[Data shown Boundary: Start]
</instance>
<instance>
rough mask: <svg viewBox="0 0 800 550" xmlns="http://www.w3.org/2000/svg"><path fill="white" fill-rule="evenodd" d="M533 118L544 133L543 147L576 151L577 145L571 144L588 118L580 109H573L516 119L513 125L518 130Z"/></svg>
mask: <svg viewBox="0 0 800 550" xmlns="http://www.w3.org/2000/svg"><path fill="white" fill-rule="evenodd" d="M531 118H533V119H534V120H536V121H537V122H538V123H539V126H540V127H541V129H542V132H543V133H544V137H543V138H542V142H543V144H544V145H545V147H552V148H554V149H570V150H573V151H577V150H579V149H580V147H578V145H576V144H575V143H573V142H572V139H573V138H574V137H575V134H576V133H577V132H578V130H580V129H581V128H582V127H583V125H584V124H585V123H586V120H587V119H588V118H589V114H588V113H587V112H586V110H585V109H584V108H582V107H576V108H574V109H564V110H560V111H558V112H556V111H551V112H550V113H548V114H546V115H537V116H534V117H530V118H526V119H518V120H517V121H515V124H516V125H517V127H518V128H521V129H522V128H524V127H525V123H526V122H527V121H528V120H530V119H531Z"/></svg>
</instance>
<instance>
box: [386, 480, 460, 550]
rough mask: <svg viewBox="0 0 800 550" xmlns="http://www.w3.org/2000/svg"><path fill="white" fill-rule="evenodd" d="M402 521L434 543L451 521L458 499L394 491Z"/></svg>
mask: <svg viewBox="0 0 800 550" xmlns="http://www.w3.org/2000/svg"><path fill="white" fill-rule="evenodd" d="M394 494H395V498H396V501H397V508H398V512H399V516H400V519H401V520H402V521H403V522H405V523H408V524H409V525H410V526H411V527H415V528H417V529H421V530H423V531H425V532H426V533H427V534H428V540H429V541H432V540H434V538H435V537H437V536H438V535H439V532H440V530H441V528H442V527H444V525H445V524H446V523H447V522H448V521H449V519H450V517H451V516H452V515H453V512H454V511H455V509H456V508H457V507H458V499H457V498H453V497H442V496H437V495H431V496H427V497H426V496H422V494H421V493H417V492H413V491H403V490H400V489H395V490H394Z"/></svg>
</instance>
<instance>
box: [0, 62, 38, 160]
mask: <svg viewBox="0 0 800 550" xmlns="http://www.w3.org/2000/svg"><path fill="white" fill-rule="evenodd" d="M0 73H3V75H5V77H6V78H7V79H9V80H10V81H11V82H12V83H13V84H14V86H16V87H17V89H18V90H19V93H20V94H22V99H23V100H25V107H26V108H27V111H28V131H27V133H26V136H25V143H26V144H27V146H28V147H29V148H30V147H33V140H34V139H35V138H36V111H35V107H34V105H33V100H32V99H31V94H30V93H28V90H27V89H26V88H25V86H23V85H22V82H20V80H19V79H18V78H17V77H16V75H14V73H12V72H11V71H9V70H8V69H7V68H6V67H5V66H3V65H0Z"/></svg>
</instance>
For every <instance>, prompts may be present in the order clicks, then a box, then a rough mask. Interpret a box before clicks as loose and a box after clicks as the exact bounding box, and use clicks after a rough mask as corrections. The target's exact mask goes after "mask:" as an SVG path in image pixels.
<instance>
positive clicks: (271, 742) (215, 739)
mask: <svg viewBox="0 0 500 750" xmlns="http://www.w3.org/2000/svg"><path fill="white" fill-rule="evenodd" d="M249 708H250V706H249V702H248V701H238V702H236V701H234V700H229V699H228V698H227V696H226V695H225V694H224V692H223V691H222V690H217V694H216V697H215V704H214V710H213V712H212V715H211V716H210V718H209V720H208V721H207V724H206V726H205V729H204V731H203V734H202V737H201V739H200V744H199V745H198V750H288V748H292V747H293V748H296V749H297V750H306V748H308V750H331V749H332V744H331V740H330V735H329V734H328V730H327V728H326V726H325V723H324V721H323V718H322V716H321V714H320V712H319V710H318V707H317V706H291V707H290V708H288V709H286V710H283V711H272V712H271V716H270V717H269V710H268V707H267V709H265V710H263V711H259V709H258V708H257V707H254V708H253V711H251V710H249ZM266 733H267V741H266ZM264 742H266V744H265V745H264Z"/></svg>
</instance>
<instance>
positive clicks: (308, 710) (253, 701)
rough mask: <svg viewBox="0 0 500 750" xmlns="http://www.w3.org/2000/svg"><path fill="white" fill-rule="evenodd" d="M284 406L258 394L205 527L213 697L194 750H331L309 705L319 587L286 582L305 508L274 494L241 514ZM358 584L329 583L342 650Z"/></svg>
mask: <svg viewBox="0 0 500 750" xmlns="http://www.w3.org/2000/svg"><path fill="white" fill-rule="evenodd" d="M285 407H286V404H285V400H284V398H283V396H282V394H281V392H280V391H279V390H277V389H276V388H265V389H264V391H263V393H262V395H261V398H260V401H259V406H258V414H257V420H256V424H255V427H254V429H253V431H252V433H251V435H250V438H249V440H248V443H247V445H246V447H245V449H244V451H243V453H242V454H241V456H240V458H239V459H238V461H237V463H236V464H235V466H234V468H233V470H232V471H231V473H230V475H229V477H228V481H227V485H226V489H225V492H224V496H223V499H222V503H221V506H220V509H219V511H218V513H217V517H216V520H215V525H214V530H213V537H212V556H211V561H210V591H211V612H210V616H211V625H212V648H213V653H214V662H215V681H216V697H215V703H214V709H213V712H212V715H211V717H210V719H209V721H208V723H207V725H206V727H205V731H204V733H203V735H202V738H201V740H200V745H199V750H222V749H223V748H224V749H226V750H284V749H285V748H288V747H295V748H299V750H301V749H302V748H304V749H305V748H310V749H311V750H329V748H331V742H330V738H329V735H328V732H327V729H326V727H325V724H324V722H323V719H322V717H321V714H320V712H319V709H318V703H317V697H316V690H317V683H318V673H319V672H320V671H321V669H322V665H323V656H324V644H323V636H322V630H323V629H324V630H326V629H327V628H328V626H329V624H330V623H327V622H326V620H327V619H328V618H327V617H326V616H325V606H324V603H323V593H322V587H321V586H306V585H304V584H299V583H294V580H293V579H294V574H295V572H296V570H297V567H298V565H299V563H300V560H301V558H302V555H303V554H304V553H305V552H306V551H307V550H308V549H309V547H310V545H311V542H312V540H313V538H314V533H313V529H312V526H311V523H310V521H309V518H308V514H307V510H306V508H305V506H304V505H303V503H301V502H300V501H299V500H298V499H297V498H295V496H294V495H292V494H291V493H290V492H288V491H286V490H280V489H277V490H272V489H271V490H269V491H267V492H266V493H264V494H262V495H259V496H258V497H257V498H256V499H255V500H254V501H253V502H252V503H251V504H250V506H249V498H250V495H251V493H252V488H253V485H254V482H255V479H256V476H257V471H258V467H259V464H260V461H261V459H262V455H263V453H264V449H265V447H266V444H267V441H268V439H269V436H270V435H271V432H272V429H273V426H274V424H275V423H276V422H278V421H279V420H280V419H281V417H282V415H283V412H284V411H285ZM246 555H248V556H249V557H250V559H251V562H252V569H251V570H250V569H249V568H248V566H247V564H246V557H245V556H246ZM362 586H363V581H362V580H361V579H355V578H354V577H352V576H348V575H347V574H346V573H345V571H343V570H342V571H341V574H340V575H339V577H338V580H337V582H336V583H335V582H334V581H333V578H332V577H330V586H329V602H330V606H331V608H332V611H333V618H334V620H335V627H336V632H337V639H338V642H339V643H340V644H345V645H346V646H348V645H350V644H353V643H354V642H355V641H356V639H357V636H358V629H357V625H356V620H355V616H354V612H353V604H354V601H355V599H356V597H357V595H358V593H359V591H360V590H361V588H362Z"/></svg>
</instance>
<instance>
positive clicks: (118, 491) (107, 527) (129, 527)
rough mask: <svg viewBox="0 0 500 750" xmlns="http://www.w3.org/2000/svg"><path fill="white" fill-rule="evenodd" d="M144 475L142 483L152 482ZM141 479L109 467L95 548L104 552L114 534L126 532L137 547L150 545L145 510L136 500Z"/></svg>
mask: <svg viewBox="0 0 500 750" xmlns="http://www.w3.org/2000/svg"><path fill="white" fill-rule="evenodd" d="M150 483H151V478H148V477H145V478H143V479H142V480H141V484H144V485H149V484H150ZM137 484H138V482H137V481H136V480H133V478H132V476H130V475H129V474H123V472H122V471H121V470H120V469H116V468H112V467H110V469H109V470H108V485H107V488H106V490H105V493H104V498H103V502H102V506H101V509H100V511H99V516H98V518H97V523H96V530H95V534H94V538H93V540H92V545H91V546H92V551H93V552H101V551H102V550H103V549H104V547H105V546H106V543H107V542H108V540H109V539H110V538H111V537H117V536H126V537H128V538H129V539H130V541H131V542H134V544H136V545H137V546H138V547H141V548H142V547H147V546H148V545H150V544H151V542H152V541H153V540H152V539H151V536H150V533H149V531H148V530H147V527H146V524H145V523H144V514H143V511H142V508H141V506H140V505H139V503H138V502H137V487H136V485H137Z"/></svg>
[Data shown Boundary: End]
Problem details>
Give back, unchanged, the line containing "475L142 483L152 482ZM141" and each line that comes after it in the entries above, ending with the last.

Solution to the problem>
rough mask: <svg viewBox="0 0 500 750" xmlns="http://www.w3.org/2000/svg"><path fill="white" fill-rule="evenodd" d="M144 475L142 483L152 482ZM141 479L109 467L95 548L104 552L114 534L126 532L137 547L150 545L145 510L136 500Z"/></svg>
mask: <svg viewBox="0 0 500 750" xmlns="http://www.w3.org/2000/svg"><path fill="white" fill-rule="evenodd" d="M150 483H151V478H148V477H145V478H143V479H142V480H141V484H144V485H149V484H150ZM137 484H138V482H137V481H136V480H133V478H132V476H130V475H129V474H123V472H122V471H121V470H120V469H116V468H112V467H110V469H109V470H108V485H107V488H106V490H105V493H104V498H103V502H102V506H101V509H100V511H99V516H98V518H97V523H96V530H95V534H94V538H93V540H92V545H91V546H92V551H93V552H101V551H102V550H103V549H104V547H105V546H106V543H107V542H108V540H109V539H110V538H111V537H117V536H126V537H128V538H129V539H130V541H131V542H134V544H136V545H137V546H138V547H141V548H142V547H147V546H148V545H150V544H151V542H152V541H153V540H152V539H151V536H150V533H149V531H148V530H147V527H146V524H145V523H144V514H143V511H142V508H141V506H140V505H139V503H138V502H137V487H136V485H137Z"/></svg>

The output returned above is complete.